The Multicentre Epilepsy Lesion Detection project (MELD) used over 1,000 patient MRI scans from 22 global epilepsy centers to develop an algorithm which provides reports of where abnormalities are in cases of drug-resistant focal cortical dysplasia (FCD) – a leading cause of epilepsy.

Around 1 percent of the world’s population have the serious neurological condition epilepsy, that is characterized by frequent seizures. While drugs treatments are available for the majority of people with epilepsy, 20 to 30 percent do not respond to medications.

The ability to detect subtle brain abnormalities which cause epileptic seizures may lead to surgical help for those who don't respond to medicine. FCDs are areas of the brain that have developed abnormally and often cause drug-resistant epilepsy. It is typically treated with surgery, however identifying the lesions from an MRI is an ongoing challenge for clinicians, as MRI scans in FCDs can look normal.

TThe team quantified cortical features from the MRI scans, such as how thick or folded the cortex/brain surface was, and used around 300,000 locations across the brain. They then trained the algorithm on examples labelled by expert radiologists as either being a healthy brain or having FCD – dependant on their patterns and features.

MELD processing pipeline. (A) Local sites extract surface-based morphological features from structural T1 and FLAIR MRI, along with manually delineated lesion masks. These were coregistered to a symmetric template surface and anonymized data matrices are shared with the MELD team. (B) Central preprocessing: the MELD team carried out outlier detection and data harmonization to minimize interscanner feature differences. (C) Morphological features underwent intrasubject, interhemispheric and intersubject normalization. (D) The full cohort was randomly subdivided 50:50 into training/validation cohorts and withheld test cohort. To avoid overfitting, all optimization experiments were carried out on the training/validation cohort prior to final testing on the test cohort and new site cohorts. (E) The neural network classifier was trained to identify lesional vertices from MRI features. Vertex-wise predictions were collected into connected clusters. (F) Classifier predictions mapped to cortical surfaces, lesional features and their relative saliency were plotted; lesional features across the cohort were analyzed.

#####

◆ **WORK ITEM A**: In the text about the MELD epilepsy project, how many epilepsy centers supplied the MRI scans?
◆ **WORK ITEM B**: Pick up the text about the MELD lesion-detection project after its last sentence and keep writing it.

#####

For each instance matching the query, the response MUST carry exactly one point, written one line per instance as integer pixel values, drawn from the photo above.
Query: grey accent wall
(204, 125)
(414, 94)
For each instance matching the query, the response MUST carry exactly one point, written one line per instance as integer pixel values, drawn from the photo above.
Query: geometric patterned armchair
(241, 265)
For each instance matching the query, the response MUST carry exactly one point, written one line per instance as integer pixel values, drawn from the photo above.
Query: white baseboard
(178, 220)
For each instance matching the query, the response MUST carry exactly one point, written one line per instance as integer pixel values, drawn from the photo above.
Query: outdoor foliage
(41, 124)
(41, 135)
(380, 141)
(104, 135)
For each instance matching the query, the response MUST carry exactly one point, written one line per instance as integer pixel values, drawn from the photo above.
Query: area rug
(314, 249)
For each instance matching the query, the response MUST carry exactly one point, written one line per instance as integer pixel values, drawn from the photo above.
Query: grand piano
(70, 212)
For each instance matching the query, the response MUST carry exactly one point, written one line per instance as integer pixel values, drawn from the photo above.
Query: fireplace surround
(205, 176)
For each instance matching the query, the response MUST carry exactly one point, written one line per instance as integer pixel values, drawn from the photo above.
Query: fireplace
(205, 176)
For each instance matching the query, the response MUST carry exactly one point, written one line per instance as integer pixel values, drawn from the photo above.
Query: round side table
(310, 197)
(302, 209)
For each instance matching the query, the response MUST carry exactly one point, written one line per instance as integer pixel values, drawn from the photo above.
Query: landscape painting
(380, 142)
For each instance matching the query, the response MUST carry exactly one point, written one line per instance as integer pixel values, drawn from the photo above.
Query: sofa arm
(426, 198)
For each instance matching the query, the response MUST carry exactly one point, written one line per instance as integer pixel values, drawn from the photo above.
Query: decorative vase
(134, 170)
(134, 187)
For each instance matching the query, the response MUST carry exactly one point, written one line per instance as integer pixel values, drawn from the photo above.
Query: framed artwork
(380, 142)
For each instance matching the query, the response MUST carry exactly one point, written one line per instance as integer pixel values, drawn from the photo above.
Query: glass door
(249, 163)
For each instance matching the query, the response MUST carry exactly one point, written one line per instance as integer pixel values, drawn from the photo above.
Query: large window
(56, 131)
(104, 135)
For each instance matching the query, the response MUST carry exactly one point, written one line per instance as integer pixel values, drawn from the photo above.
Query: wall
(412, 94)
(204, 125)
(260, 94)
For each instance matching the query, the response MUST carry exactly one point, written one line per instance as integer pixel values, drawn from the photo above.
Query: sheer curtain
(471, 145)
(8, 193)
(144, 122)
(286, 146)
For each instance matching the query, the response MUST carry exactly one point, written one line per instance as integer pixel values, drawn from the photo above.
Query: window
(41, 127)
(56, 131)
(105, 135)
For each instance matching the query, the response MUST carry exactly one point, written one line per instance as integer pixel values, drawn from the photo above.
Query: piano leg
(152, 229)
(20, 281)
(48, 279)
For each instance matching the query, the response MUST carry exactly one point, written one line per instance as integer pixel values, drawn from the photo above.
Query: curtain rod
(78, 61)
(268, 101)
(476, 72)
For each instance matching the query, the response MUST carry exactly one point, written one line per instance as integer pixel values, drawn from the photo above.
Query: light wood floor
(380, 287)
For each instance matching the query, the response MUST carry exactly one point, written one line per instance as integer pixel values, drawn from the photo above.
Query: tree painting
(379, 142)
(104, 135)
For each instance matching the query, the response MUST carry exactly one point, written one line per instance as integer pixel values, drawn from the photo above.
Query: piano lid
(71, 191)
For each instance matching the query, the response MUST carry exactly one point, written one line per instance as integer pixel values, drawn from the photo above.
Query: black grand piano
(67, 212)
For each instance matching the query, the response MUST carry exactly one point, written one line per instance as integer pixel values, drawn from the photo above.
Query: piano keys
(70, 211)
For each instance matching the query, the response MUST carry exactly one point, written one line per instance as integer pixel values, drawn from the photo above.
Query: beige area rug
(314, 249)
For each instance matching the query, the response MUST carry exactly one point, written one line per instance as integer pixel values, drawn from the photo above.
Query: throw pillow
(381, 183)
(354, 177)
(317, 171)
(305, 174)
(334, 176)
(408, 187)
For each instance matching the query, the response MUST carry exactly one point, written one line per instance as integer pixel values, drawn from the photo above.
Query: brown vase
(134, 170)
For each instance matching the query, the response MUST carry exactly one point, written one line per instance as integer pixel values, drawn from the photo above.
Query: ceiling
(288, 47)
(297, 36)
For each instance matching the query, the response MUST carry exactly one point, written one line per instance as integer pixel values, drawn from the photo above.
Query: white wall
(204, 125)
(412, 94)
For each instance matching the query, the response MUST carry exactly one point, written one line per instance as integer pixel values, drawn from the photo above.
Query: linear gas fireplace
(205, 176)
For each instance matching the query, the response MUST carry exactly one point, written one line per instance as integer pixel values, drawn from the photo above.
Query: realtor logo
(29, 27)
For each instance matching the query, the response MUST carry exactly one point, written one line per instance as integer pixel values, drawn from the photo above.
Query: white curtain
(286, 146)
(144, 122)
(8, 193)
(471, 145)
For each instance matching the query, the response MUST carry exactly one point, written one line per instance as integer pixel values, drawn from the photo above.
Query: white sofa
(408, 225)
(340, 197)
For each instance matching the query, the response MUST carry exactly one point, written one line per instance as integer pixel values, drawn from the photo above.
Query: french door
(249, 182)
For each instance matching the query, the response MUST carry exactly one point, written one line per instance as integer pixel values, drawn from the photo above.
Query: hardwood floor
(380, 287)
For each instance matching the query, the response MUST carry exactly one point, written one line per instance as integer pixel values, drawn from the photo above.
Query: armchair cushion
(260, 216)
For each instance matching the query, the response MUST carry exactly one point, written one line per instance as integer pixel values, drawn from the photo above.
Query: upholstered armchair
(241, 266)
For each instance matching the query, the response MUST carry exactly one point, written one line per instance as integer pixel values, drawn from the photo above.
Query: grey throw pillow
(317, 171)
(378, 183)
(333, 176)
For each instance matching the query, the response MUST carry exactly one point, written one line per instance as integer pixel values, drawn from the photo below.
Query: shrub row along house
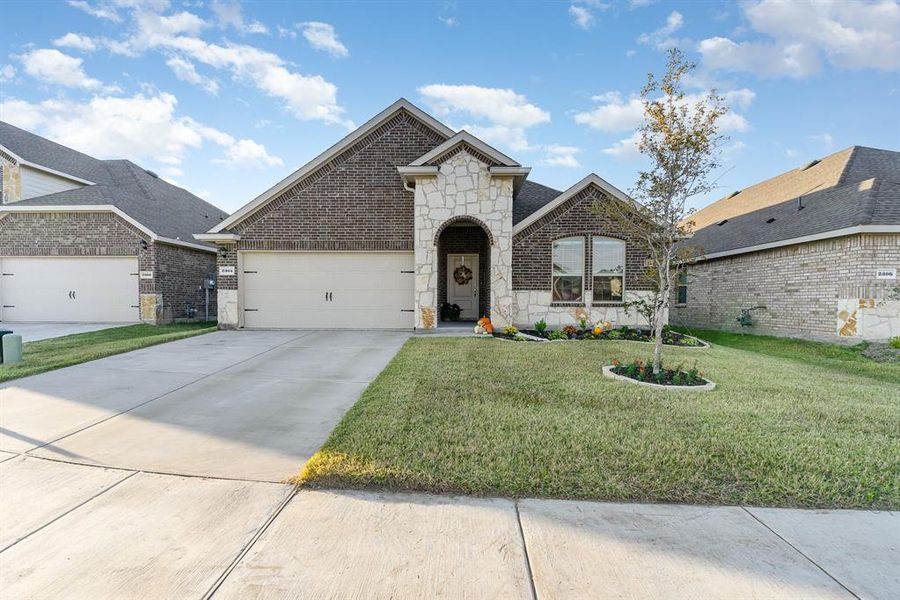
(404, 215)
(83, 239)
(814, 252)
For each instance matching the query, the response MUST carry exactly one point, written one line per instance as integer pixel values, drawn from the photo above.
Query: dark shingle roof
(167, 210)
(870, 202)
(530, 199)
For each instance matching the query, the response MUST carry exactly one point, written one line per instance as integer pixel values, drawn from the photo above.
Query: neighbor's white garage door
(328, 289)
(103, 290)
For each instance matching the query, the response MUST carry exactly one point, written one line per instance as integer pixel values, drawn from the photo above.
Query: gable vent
(811, 163)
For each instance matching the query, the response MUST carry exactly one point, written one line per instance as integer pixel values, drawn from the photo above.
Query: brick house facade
(405, 185)
(60, 206)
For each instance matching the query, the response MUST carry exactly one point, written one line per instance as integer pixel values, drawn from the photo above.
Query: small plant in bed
(640, 371)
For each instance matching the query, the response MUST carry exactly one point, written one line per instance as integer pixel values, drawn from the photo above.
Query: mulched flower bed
(670, 338)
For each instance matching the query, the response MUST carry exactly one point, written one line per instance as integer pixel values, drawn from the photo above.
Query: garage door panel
(367, 290)
(70, 289)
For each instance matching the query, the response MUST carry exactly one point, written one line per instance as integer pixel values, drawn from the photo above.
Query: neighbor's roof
(167, 210)
(851, 165)
(873, 202)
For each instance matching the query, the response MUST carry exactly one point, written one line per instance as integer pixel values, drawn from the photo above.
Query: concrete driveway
(32, 332)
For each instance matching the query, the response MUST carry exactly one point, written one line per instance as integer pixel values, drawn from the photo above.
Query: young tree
(680, 139)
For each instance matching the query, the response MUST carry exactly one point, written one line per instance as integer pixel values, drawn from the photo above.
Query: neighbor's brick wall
(799, 285)
(466, 240)
(179, 275)
(533, 246)
(355, 202)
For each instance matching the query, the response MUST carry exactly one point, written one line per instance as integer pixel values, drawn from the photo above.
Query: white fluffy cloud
(230, 14)
(613, 113)
(76, 42)
(322, 36)
(662, 37)
(141, 127)
(797, 35)
(186, 71)
(561, 156)
(581, 16)
(504, 114)
(307, 97)
(52, 66)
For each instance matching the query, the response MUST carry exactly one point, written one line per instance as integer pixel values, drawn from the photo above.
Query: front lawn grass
(55, 353)
(788, 425)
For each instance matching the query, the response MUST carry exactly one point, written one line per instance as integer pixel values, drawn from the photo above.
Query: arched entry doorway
(464, 267)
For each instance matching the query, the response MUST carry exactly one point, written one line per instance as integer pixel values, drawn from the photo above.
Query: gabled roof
(464, 137)
(532, 197)
(312, 166)
(871, 205)
(165, 210)
(850, 165)
(37, 151)
(592, 179)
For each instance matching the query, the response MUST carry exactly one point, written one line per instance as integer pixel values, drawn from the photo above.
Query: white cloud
(186, 71)
(230, 14)
(507, 113)
(247, 153)
(76, 42)
(101, 12)
(764, 59)
(141, 127)
(624, 148)
(826, 140)
(52, 66)
(322, 36)
(561, 156)
(615, 114)
(662, 37)
(307, 97)
(797, 35)
(582, 16)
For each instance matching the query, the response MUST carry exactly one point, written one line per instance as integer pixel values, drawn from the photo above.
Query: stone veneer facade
(463, 190)
(178, 272)
(820, 290)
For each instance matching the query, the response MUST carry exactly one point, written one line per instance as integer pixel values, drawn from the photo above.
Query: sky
(225, 98)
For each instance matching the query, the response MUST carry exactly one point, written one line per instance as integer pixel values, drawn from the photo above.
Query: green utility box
(3, 333)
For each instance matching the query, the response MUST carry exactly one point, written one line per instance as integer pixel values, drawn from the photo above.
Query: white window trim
(583, 300)
(608, 273)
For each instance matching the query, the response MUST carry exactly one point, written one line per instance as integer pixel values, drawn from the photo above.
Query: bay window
(568, 270)
(608, 269)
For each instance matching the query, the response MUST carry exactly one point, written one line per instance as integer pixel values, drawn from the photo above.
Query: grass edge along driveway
(55, 353)
(800, 428)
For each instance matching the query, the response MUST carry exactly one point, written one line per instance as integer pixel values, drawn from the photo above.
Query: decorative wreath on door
(462, 275)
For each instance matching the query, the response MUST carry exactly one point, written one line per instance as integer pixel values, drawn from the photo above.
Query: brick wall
(532, 247)
(354, 202)
(466, 240)
(799, 285)
(179, 276)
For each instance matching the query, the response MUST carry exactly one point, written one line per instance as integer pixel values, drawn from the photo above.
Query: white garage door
(103, 290)
(328, 290)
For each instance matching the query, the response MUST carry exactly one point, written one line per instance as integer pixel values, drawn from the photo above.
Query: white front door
(462, 283)
(330, 290)
(102, 289)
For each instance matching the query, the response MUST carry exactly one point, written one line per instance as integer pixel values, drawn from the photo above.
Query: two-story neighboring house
(83, 239)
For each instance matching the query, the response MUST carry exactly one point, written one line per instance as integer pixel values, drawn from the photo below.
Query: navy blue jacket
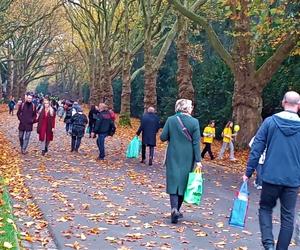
(281, 137)
(149, 128)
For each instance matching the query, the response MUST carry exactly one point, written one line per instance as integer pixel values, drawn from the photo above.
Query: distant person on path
(209, 134)
(104, 126)
(11, 105)
(93, 111)
(183, 152)
(78, 122)
(68, 116)
(228, 138)
(280, 134)
(149, 128)
(27, 116)
(46, 125)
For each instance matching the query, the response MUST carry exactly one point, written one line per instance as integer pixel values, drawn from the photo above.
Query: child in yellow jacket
(209, 134)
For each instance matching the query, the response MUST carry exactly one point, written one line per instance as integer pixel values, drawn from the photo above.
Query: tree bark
(106, 84)
(184, 72)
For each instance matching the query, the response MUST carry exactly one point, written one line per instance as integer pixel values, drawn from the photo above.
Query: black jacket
(68, 115)
(149, 128)
(104, 124)
(78, 121)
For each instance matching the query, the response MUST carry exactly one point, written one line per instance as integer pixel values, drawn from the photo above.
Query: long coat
(149, 128)
(27, 116)
(181, 153)
(46, 122)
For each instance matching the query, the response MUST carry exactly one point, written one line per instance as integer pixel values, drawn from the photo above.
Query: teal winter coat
(181, 153)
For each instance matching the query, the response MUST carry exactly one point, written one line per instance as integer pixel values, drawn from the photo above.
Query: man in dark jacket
(149, 128)
(280, 134)
(27, 116)
(104, 126)
(78, 123)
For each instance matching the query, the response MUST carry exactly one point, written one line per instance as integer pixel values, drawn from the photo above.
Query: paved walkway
(121, 204)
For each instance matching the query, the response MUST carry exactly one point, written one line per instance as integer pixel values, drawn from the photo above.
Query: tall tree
(250, 21)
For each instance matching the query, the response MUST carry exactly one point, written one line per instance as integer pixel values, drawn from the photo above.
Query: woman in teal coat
(183, 152)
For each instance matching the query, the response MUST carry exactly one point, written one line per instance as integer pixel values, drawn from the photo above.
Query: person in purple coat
(149, 128)
(27, 116)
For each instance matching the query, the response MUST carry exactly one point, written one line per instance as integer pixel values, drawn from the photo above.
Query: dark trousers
(101, 145)
(176, 201)
(207, 148)
(151, 152)
(24, 137)
(288, 198)
(75, 144)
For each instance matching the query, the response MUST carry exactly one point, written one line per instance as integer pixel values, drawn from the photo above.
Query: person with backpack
(78, 123)
(104, 126)
(149, 128)
(93, 111)
(209, 134)
(183, 153)
(46, 125)
(228, 138)
(68, 116)
(11, 105)
(27, 116)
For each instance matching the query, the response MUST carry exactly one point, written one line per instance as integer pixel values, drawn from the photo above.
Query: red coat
(46, 122)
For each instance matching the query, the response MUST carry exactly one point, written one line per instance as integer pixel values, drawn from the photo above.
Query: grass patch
(8, 229)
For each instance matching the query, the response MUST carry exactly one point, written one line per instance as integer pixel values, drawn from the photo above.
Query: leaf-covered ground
(119, 203)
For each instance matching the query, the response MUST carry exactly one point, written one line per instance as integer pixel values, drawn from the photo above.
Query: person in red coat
(46, 125)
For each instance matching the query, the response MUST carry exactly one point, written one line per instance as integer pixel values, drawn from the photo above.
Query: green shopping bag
(134, 148)
(194, 189)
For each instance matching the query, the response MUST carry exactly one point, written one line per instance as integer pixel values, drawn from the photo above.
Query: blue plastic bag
(240, 207)
(134, 148)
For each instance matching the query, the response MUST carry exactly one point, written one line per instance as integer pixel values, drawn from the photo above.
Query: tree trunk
(184, 72)
(106, 84)
(150, 99)
(126, 90)
(247, 107)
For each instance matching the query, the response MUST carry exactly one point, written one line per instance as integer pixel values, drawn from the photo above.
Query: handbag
(185, 131)
(240, 207)
(134, 148)
(194, 189)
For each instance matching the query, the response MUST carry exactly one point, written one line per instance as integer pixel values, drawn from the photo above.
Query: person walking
(46, 125)
(280, 134)
(104, 126)
(78, 122)
(149, 127)
(209, 134)
(93, 111)
(26, 116)
(183, 135)
(11, 105)
(68, 116)
(227, 141)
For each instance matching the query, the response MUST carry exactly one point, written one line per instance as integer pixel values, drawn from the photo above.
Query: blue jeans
(100, 144)
(288, 198)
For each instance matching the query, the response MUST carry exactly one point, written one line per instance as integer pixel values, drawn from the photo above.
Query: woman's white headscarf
(184, 105)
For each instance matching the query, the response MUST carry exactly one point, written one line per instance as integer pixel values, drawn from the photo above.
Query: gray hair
(184, 105)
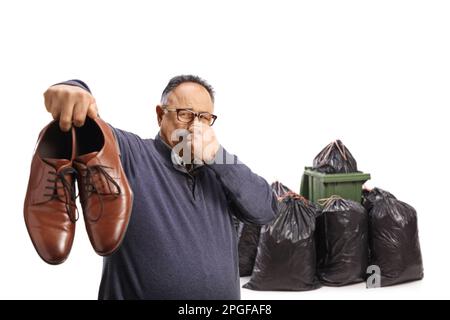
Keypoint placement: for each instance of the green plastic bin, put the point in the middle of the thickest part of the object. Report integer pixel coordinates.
(316, 185)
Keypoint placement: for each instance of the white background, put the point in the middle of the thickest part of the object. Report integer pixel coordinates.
(290, 77)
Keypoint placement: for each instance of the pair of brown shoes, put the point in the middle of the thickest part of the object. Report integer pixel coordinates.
(90, 156)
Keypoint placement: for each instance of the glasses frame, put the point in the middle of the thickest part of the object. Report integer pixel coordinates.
(196, 114)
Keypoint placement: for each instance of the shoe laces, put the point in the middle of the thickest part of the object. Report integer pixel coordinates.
(90, 187)
(68, 191)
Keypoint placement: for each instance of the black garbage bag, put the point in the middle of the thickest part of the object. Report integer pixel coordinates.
(286, 257)
(335, 158)
(393, 238)
(249, 238)
(342, 242)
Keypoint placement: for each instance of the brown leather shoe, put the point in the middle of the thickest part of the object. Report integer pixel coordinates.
(105, 195)
(49, 208)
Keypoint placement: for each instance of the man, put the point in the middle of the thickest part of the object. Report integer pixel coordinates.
(181, 240)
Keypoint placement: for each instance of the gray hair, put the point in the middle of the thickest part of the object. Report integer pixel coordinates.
(177, 80)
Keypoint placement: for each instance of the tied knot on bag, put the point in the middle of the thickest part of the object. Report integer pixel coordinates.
(325, 202)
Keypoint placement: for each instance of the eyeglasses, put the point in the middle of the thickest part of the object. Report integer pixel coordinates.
(187, 115)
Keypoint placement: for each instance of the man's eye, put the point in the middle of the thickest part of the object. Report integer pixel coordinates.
(185, 114)
(205, 116)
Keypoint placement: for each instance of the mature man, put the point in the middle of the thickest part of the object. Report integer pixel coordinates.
(181, 240)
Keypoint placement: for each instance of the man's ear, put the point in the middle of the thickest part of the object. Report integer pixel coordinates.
(159, 114)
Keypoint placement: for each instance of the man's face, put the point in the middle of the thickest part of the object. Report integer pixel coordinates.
(188, 95)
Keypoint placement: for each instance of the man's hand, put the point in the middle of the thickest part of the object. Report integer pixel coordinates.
(202, 141)
(70, 104)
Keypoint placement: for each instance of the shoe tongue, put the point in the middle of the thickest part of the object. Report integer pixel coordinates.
(56, 163)
(85, 158)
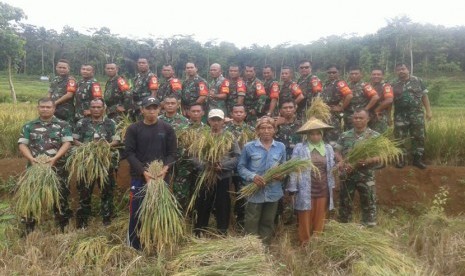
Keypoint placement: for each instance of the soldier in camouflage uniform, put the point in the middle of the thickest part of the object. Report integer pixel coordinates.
(236, 88)
(61, 91)
(362, 177)
(309, 84)
(337, 94)
(50, 136)
(145, 84)
(194, 89)
(290, 90)
(218, 89)
(180, 171)
(271, 88)
(381, 117)
(364, 96)
(255, 96)
(117, 95)
(170, 85)
(88, 89)
(242, 133)
(410, 96)
(96, 127)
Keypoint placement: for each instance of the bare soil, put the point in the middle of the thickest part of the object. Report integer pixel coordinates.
(409, 188)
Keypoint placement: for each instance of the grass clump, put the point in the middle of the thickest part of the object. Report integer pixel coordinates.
(160, 218)
(37, 190)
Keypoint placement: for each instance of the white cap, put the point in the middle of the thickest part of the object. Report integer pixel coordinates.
(216, 113)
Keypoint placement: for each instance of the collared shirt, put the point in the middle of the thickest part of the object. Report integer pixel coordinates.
(256, 160)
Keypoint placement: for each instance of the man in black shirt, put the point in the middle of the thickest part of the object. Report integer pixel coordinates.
(147, 140)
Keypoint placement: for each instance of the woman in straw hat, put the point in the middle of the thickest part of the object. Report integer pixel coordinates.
(313, 190)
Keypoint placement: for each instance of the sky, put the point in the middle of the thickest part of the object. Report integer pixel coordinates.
(242, 22)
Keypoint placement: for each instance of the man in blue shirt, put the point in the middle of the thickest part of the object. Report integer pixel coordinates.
(257, 157)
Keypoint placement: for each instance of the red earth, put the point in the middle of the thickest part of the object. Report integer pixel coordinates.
(409, 188)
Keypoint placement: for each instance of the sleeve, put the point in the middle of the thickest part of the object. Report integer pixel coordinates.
(317, 86)
(387, 91)
(203, 89)
(130, 142)
(369, 91)
(274, 93)
(96, 90)
(123, 85)
(241, 88)
(25, 135)
(71, 86)
(171, 143)
(67, 133)
(296, 91)
(153, 82)
(224, 88)
(294, 177)
(343, 88)
(242, 166)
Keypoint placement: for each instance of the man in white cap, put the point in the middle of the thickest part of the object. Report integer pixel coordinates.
(218, 195)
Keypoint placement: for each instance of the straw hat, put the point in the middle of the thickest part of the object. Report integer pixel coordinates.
(313, 124)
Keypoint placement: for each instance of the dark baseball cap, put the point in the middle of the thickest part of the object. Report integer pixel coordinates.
(150, 101)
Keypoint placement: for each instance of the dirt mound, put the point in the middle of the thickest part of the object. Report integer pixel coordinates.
(409, 188)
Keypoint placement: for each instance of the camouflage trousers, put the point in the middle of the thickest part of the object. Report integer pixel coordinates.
(367, 194)
(85, 195)
(332, 135)
(411, 125)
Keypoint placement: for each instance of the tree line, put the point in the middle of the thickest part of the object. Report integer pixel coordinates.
(428, 48)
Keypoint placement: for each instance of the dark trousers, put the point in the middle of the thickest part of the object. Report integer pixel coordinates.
(135, 201)
(217, 196)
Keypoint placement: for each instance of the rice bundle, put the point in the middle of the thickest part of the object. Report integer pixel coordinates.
(123, 125)
(160, 218)
(349, 249)
(381, 146)
(90, 162)
(223, 256)
(319, 110)
(38, 189)
(210, 150)
(286, 168)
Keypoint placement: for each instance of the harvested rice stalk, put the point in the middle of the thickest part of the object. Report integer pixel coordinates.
(38, 189)
(161, 221)
(286, 168)
(360, 251)
(319, 110)
(90, 162)
(223, 256)
(123, 125)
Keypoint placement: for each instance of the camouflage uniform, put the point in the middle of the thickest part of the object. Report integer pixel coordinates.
(362, 92)
(86, 92)
(192, 89)
(236, 90)
(47, 138)
(86, 131)
(409, 118)
(116, 94)
(272, 92)
(217, 86)
(59, 86)
(360, 179)
(310, 85)
(144, 83)
(171, 86)
(254, 100)
(380, 123)
(332, 94)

#####

◆ **ANSWER BOX A**: 22 epilepsy centers around the world.

◆ **ANSWER BOX B**:
The findings, published in Brain, found that overall the algorithm was able to detect the FCD in 67 percent of cases in the cohort (538 participants). Yet 178 of the participants had been considered MRI negative, which means that radiologists had been unable to find the abnormality. The MELD algorithm was able to identify the FCD in 63 percent of those cases.

If doctors can find the abnormality in the brain scan, then surgery to remove it can provide a cure. In children who have had surgery to control their epilepsy, FCD is the most common cause, and in adults it is the third most common cause. Additionally, of patients who have epilepsy that have an abnormality in the brain that cannot be found on MRI scans, FCD is the most common cause.

The MELD FCD classifier tool can be run on any patient with a suspicion of having an FCD who is over the age of 3 years and has an MRI scan.